## Job
Can you reproduce the entries below with every "along its edge" swapped for "around its border" and nothing else altered?

## Shape labeling entries
········

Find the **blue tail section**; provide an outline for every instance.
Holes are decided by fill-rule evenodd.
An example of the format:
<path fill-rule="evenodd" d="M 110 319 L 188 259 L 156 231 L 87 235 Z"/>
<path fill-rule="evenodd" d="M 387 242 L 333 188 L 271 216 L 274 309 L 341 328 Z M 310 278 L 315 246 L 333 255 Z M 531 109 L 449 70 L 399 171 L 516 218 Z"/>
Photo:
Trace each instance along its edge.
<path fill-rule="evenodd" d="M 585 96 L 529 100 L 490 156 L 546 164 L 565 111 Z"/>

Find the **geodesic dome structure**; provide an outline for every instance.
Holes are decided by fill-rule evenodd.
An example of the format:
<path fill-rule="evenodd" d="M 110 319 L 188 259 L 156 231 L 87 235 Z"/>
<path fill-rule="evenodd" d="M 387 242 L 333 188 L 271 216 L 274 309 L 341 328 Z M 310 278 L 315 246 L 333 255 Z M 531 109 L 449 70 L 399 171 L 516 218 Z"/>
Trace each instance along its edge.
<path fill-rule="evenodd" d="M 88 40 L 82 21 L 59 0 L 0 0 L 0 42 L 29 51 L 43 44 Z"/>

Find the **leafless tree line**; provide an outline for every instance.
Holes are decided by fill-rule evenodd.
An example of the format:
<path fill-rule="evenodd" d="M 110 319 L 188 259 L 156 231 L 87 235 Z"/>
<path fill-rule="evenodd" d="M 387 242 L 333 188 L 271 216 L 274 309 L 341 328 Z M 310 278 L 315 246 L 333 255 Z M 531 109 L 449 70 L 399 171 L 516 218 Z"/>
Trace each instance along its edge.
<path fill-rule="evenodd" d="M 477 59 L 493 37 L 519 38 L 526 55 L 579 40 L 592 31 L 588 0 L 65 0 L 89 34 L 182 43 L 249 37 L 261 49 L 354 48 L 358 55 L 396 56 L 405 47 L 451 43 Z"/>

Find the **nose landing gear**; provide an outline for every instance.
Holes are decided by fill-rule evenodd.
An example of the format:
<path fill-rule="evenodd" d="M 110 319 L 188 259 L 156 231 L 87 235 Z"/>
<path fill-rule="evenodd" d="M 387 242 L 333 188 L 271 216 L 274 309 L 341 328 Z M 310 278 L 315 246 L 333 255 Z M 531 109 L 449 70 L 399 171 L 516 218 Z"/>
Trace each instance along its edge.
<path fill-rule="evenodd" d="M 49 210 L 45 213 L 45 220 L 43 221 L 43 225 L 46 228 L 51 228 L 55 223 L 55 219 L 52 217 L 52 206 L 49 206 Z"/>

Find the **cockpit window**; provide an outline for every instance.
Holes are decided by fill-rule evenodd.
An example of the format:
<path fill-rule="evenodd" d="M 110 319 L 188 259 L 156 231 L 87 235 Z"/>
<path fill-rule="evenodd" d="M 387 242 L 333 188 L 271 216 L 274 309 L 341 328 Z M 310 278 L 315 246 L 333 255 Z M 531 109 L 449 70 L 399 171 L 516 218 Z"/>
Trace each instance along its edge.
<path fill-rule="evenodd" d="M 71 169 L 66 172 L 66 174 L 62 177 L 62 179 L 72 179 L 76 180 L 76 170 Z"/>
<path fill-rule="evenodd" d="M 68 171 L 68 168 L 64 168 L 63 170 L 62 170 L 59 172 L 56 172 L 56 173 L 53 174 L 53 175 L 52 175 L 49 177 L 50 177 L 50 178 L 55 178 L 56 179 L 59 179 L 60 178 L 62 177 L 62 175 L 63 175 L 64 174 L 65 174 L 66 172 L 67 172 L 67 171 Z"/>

········

## Final answer
Find the **blue tail section**; provide an outline for every instance.
Holes are decided by fill-rule evenodd.
An example of the format:
<path fill-rule="evenodd" d="M 110 319 L 188 259 L 156 231 L 87 235 Z"/>
<path fill-rule="evenodd" d="M 387 242 L 333 188 L 271 216 L 274 309 L 341 328 Z M 310 278 L 315 246 L 333 255 Z M 531 109 L 449 70 L 399 171 L 516 218 Z"/>
Photo:
Trace each instance around its border.
<path fill-rule="evenodd" d="M 585 96 L 529 100 L 490 156 L 546 164 L 565 111 Z"/>

Find the **geodesic dome structure**; provide an outline for every instance.
Holes are decided by fill-rule evenodd.
An example of the format:
<path fill-rule="evenodd" d="M 110 319 L 188 259 L 156 231 L 87 235 Z"/>
<path fill-rule="evenodd" d="M 387 242 L 333 188 L 271 216 L 274 309 L 341 328 Z M 310 278 L 315 246 L 333 255 Z M 531 109 L 449 70 L 399 171 L 516 218 Z"/>
Trace each instance around its border.
<path fill-rule="evenodd" d="M 88 40 L 82 21 L 59 0 L 0 0 L 0 42 L 29 51 L 43 44 Z"/>

Find the **leafless tree line**; provide an outline for every instance.
Holes are decided by fill-rule evenodd.
An example of the format:
<path fill-rule="evenodd" d="M 110 319 L 188 259 L 156 231 L 87 235 Z"/>
<path fill-rule="evenodd" d="M 387 242 L 333 188 L 271 216 L 274 309 L 341 328 Z M 310 278 L 315 246 L 333 255 Z M 531 109 L 449 70 L 399 171 L 516 218 Z"/>
Trace each instance around its border.
<path fill-rule="evenodd" d="M 477 59 L 493 37 L 519 38 L 526 55 L 579 40 L 592 31 L 588 0 L 65 0 L 89 34 L 182 43 L 249 37 L 261 49 L 354 48 L 358 55 L 396 56 L 405 47 L 451 43 Z"/>

Find the **nose landing gear**; provide an outline for every instance.
Holes are decided by fill-rule evenodd.
An example of the format:
<path fill-rule="evenodd" d="M 110 319 L 188 259 L 156 231 L 87 235 Z"/>
<path fill-rule="evenodd" d="M 387 242 L 333 188 L 271 216 L 274 309 L 341 328 Z M 310 278 L 315 246 L 333 255 Z M 531 109 L 449 70 L 399 171 L 516 218 Z"/>
Trace each instance around its border.
<path fill-rule="evenodd" d="M 49 210 L 45 213 L 45 220 L 43 221 L 43 225 L 46 228 L 51 228 L 55 223 L 55 219 L 52 217 L 52 206 L 49 206 Z"/>

Find the **cockpit window**; provide an outline for every instance.
Holes are decided by fill-rule evenodd.
An example of the format:
<path fill-rule="evenodd" d="M 110 319 L 188 259 L 156 231 L 87 235 Z"/>
<path fill-rule="evenodd" d="M 387 242 L 333 188 L 271 216 L 274 309 L 341 328 Z M 310 278 L 315 246 L 333 255 Z M 531 109 L 449 70 L 399 171 L 516 218 Z"/>
Trace each instance around its border.
<path fill-rule="evenodd" d="M 71 169 L 66 172 L 66 174 L 62 177 L 62 179 L 72 179 L 76 180 L 76 170 Z"/>
<path fill-rule="evenodd" d="M 68 171 L 68 168 L 64 168 L 63 170 L 62 170 L 59 172 L 56 172 L 56 173 L 53 174 L 53 175 L 52 175 L 49 177 L 50 177 L 50 178 L 55 178 L 56 179 L 59 179 L 60 178 L 62 177 L 62 175 L 63 175 L 64 174 L 65 174 L 66 172 L 67 172 L 67 171 Z"/>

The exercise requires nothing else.